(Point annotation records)

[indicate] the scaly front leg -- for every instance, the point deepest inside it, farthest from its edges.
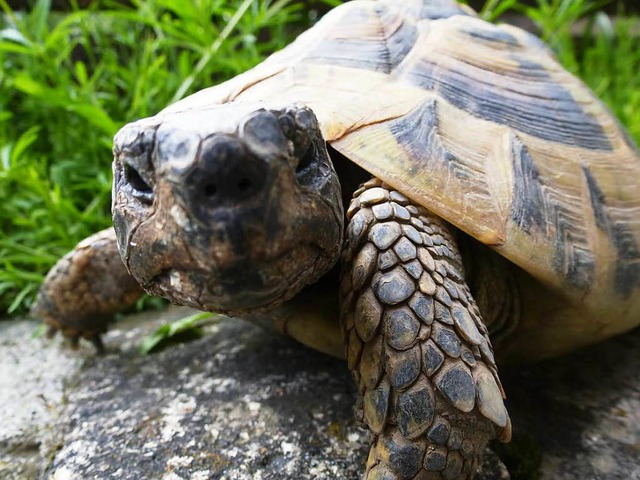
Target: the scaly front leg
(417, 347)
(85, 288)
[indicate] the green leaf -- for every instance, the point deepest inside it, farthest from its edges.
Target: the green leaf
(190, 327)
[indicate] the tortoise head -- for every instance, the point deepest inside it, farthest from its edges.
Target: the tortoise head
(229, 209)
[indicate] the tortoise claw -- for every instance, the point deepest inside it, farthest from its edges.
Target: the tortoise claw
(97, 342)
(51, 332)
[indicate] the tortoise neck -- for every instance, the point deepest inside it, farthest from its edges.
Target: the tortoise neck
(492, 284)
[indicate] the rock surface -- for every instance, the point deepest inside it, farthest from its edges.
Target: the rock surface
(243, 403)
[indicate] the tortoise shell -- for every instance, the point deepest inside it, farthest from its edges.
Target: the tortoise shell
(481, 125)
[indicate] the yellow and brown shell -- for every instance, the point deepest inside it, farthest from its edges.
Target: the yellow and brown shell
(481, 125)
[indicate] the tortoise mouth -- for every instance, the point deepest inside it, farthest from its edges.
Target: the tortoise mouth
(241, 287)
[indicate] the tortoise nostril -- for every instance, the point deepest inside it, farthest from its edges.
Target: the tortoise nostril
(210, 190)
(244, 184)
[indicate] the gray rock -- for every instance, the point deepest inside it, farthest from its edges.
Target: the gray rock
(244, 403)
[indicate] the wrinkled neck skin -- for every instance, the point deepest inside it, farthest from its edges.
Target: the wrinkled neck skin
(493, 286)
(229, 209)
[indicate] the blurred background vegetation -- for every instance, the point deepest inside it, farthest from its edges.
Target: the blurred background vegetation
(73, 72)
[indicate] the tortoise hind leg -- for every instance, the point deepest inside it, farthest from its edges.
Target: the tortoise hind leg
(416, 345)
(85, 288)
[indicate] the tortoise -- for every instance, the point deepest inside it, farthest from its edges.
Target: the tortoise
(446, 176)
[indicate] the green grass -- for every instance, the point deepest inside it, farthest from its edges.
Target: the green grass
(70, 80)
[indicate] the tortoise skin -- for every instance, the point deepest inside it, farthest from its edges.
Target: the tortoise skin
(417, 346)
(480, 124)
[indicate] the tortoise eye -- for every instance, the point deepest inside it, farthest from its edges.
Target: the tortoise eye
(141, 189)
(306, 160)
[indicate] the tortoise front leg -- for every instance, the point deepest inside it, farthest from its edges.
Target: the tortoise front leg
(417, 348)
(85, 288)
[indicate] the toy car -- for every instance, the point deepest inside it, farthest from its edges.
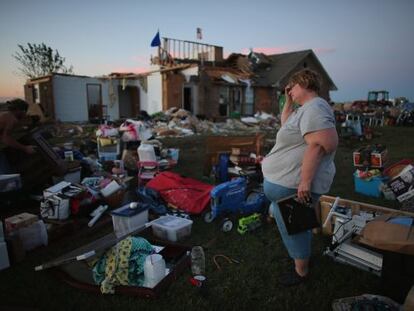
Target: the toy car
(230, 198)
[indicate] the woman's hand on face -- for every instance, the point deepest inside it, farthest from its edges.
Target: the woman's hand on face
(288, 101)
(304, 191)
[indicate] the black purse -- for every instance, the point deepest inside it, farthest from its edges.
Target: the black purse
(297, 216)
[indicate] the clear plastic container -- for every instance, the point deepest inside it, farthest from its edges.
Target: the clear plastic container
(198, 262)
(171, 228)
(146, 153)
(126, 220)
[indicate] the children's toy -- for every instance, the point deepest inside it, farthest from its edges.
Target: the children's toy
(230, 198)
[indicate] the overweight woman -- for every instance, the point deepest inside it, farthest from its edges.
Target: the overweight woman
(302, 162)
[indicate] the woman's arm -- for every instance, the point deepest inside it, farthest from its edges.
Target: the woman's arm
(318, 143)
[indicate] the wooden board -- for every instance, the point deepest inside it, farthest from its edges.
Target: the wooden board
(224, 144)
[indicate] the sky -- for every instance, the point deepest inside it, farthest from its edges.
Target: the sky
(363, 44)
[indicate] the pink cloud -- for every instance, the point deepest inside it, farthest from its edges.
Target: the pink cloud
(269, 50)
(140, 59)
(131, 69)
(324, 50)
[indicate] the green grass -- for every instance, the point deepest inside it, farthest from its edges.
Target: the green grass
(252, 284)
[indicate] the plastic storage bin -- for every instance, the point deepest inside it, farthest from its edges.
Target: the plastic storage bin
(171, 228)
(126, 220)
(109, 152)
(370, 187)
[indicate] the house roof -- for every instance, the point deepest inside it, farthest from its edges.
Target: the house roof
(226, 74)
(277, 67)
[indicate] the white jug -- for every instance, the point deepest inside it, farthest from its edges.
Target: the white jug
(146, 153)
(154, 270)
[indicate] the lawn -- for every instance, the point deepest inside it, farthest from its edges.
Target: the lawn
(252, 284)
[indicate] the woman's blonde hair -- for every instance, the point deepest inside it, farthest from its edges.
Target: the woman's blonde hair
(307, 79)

EXERCISE AIM — Each entry must be retyped word for word, with every image omitted.

ANSWER FOR THE TASK —
[indicate] the scaly front leg -- for every instance, the point deepest inside it, farthest from its edges.
Target: the scaly front leg
(417, 347)
(85, 288)
[indicate] the green leaf -- for every instance, the point deepest inside it, farthest from its edges.
Target: the green leaf
(190, 327)
[indicate] the tortoise head -- for every instance, the point deepest inside it, farthest from its edges.
Target: the tortoise head
(229, 209)
[indicate] the tortoise claw -- for every instance, the point deepest inside it, farthest from its edges.
Target: the tortoise claw
(97, 342)
(51, 332)
[indicate] the tortoise neck -- for every instance, the point deepest inside it, farthest from its edges.
Target: the tortoise neck
(492, 284)
[indicate] the rock surface -- for every instance, the point deepest inside it, farthest from its edges.
Target: the rock surface
(243, 403)
[indicate] the tortoise shell -- for every instance, the point deepest inside it, farthest from its edges.
Target: the tortoise shell
(481, 125)
[indicate] the yellow and brown shell -- for every instance, the point deepest inside it, farthest from its edges.
Target: the yellow and brown shell
(481, 125)
[indicate] the tortoise mouth -- for every instance, the point deepest inside it, farthest from its edges.
Target: the tortoise mouth
(241, 287)
[indicate] the tortoise nostril -- for every instance, the point deepest inside it, farthest from its edges.
Target: the tortoise nostril
(210, 190)
(244, 184)
[indicate] the gray rock -- for every instance, the point deepest inside it, farthest from its edges.
Target: the gray rock
(244, 403)
[indicate] the wrinkled neck skin -- for every instance, the point deepest inside it, farthest from its edges.
Target: the wrinkled neck skin
(493, 286)
(229, 209)
[indicate] the blurred background vegetation -- for every instance, the point deepest inside it, farthest from its edges.
Target: the blurred background vegetation
(73, 72)
[indicate] the tortoise hind leg -- for every instance, the point deepest inside it, farthest from its edges.
Target: the tortoise hind leg
(416, 345)
(85, 288)
[indicate] the tortoise -- for every instance, the point deepest inside it, farthest from its edges.
Target: the tortoise
(446, 176)
[indicate] the green grass -- for every instance, the point deepest inside it, farthest from its edges.
Target: the green grass
(70, 80)
[indicate] the tortoise skin -- for every instance, the point deepest inside it, farthest from its edges.
Target: the tortoise skin
(417, 346)
(480, 124)
[indicate] the tortoise eye -- for every instance, the point deepest inside it, farthest from its edges.
Target: the tortoise eye
(141, 189)
(306, 160)
[indicate] the tortoise front leg -- for every instance, the point deepest inside it, farthest from its edges.
Target: the tortoise front leg
(417, 348)
(85, 288)
[indicate] the toy car -- for every instance, the point deepest inside it, farthest from its edges.
Target: the toy car
(230, 198)
[indicate] the woman's hand on face -- for every instance, the point deepest inside it, farthest from its edges.
Target: the woman's hand on face
(288, 101)
(304, 191)
[indicate] the black purse -- for every instance, the point deepest inside it, farthest from its edges.
Target: the black purse
(297, 216)
[indicate] the clear plastic container -- for every instance, the point deepest inside it, farthest from its edges.
Target: the clear plastic container
(198, 262)
(171, 228)
(146, 153)
(126, 220)
[indicate] the children's toy -- for every instance, the point deepest inside it, farthest from its edges.
Target: the children's toy
(230, 198)
[indicate] the overweight woman -- for every instance, the point deepest inside it, farthest from its edges.
Target: the overweight woman
(302, 162)
[indicate] the woman's arm -- for every instance, the point deepest inside it, farthest from its edges.
Target: the woman's arm
(318, 143)
[indicate] the wooden board -- for every instance, the point deepest inside it, farthest from its edges.
Target: the wooden board
(224, 144)
[indicate] the sky -- for every instance, the point deepest inside it, farthest from its edges.
Target: the sky
(363, 44)
[indicate] the pink cloud -- for every instance, the point deepest inside it, farthest from its edges.
Target: the pink cloud
(269, 50)
(140, 59)
(131, 69)
(324, 50)
[indicate] the green grass -- for every instance, the point deepest inside it, farthest from its edges.
Target: the green grass
(252, 284)
[indicate] the plastic storage bin -- for every instance, the point deepest inside it, farthest from its edges.
Target: the plastic storage bin
(171, 228)
(126, 220)
(109, 152)
(370, 187)
[indicate] the house roof -- for every instance, the point deepest inside it, farthest from its edges.
Target: the house roof
(226, 74)
(277, 67)
[indicate] the white jug -- for every instance, the point deepest inside it, farthest from its edges.
Target: the white jug
(146, 153)
(154, 270)
[indicate] the lawn -- for every instance, the point deepest inside it, farthest from its edges.
Target: the lawn
(252, 284)
[indicate] the woman's blonde hair -- for every instance, the point deepest inside it, farthest from its edges.
Target: the woman's blonde hair
(307, 79)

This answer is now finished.